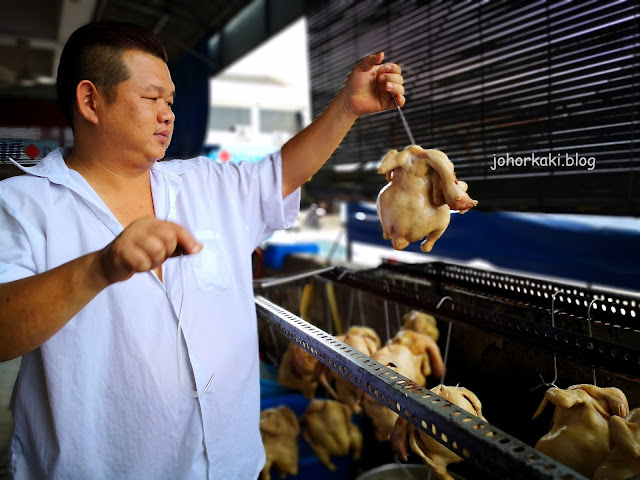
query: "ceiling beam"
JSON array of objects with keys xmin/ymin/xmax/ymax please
[{"xmin": 0, "ymin": 35, "xmax": 61, "ymax": 51}]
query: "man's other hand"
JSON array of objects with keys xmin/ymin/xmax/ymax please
[{"xmin": 98, "ymin": 218, "xmax": 202, "ymax": 284}]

_____

**Directions:** Using the material above, return each line in which the word "query" occurs.

**Reply:**
query: "ceiling beam"
query: "man's other hand"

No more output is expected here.